- Exercise:
Report how many lines of the records contain the string "positive", with letter case counting. Give only the number.

- Extracted data:
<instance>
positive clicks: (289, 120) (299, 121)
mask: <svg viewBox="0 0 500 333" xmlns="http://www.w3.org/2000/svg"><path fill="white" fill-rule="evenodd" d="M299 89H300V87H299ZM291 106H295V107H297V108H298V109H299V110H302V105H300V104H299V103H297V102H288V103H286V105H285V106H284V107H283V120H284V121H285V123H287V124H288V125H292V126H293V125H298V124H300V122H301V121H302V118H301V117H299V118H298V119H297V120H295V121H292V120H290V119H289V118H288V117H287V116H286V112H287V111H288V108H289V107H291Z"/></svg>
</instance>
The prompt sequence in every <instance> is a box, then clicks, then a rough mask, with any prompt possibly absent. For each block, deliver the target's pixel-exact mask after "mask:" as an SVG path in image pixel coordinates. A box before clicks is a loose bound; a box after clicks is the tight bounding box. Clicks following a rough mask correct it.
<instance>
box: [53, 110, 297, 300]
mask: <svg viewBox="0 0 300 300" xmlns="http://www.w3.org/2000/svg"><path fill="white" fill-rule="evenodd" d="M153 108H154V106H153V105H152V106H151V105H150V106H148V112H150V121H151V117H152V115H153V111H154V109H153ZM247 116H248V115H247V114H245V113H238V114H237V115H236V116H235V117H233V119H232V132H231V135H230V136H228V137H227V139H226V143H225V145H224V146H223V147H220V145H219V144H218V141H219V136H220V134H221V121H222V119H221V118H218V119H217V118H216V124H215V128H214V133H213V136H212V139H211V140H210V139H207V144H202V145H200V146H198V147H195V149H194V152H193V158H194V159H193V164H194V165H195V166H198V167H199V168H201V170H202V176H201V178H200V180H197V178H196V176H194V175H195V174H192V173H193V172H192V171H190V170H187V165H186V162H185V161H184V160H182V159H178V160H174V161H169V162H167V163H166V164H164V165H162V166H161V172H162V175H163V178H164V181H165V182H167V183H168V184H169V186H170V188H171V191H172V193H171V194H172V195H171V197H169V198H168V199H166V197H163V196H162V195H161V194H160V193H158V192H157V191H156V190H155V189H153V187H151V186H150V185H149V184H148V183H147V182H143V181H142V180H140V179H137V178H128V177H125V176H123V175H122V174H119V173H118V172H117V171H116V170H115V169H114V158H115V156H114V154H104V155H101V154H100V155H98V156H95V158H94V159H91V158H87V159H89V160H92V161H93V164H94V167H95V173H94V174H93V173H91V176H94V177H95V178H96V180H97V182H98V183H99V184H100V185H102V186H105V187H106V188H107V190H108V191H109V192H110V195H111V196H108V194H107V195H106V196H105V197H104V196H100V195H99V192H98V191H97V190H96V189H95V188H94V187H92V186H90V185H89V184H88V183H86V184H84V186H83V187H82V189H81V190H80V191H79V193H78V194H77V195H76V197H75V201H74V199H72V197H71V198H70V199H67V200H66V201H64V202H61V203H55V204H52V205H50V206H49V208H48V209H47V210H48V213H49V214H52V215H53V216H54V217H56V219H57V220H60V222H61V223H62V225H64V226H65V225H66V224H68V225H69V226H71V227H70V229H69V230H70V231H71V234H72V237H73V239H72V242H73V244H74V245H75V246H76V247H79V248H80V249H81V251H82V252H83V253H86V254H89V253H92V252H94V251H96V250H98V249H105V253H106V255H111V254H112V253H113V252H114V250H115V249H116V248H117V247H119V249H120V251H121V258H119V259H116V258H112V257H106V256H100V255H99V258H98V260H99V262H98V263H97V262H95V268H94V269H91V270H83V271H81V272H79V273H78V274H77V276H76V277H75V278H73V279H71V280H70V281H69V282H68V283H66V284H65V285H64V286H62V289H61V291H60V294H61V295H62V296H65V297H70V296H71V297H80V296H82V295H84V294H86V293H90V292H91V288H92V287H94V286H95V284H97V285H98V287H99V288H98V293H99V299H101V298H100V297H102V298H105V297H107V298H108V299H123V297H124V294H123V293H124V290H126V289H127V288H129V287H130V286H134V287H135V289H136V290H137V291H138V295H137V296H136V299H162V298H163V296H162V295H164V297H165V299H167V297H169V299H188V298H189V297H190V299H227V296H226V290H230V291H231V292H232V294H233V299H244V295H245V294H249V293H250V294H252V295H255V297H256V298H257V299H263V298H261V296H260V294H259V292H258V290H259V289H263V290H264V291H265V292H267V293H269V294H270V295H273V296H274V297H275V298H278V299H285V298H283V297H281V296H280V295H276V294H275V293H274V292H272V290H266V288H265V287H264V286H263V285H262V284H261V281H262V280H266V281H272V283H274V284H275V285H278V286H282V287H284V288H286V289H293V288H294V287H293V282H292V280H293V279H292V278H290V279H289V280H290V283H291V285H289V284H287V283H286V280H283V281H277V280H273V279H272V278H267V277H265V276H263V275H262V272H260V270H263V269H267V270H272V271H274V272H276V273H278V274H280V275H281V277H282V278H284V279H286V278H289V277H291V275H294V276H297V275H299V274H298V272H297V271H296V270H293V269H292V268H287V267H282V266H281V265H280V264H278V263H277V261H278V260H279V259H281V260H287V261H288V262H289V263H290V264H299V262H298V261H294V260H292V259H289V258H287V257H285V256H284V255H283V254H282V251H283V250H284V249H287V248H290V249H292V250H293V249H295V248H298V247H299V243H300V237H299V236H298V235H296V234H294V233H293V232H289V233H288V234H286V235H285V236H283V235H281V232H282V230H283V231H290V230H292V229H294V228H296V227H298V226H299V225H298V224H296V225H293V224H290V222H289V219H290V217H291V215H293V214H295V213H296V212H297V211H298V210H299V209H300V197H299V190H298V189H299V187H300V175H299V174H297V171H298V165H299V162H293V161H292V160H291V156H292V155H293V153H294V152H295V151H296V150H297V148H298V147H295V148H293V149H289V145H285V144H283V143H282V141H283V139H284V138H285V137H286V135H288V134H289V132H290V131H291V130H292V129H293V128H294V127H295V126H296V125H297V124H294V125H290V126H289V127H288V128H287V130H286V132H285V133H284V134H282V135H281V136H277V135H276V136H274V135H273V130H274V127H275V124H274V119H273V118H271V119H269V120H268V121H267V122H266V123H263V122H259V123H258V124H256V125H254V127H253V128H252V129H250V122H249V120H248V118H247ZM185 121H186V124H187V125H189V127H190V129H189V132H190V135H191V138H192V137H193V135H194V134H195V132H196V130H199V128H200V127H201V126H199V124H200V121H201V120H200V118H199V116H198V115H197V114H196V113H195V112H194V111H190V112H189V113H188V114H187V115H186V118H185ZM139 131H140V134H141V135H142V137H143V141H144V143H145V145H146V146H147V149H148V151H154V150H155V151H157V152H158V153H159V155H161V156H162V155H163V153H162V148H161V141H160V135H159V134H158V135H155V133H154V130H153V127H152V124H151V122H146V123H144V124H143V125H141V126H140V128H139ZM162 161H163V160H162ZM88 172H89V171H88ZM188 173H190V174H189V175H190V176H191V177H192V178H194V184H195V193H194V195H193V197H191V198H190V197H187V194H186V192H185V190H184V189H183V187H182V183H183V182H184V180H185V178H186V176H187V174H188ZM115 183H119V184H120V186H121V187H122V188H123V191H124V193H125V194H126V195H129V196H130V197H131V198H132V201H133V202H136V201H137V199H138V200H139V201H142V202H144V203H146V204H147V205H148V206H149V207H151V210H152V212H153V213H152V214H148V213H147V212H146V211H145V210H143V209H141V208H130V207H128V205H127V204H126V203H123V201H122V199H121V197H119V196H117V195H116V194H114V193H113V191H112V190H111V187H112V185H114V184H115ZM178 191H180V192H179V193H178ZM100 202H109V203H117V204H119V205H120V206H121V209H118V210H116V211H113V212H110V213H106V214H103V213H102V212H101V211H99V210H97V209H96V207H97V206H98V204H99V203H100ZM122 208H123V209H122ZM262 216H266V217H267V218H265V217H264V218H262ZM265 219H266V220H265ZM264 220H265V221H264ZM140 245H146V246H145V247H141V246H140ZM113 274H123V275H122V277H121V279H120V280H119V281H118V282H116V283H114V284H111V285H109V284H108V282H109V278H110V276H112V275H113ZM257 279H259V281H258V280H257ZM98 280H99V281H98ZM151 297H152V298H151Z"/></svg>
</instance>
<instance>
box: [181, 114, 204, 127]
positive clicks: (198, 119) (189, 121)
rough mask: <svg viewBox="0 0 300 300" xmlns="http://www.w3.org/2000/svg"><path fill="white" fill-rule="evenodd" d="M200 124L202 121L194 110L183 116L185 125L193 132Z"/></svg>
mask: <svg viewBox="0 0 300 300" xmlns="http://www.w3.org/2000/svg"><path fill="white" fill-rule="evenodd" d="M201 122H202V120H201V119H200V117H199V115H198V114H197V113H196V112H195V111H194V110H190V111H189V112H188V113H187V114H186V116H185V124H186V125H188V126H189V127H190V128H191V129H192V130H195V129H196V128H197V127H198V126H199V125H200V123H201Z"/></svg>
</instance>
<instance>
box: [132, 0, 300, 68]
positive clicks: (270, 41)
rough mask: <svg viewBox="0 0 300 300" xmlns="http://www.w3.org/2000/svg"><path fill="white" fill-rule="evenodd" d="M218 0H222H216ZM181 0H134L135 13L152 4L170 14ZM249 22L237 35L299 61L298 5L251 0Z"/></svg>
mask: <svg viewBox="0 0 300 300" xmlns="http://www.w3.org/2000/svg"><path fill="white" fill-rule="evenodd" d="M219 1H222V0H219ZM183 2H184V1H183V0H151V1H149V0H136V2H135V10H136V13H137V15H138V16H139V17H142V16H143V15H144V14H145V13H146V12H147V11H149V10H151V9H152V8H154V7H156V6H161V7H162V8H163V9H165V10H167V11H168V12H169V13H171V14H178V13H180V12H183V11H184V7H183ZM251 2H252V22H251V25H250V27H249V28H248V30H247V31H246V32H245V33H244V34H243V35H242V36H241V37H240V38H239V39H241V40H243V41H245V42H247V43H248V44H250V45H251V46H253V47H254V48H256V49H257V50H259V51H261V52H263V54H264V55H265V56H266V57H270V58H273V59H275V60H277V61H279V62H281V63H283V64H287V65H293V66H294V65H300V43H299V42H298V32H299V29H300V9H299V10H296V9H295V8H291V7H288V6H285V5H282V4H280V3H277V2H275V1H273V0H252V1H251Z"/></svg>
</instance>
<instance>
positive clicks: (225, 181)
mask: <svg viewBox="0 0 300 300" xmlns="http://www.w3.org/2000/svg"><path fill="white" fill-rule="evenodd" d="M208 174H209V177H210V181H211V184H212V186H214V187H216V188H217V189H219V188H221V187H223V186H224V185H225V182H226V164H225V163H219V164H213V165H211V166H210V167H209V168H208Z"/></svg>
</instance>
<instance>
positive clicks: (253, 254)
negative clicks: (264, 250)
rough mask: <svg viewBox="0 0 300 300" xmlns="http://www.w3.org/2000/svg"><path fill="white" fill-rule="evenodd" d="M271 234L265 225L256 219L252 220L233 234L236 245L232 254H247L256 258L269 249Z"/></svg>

- Reply to the exercise:
5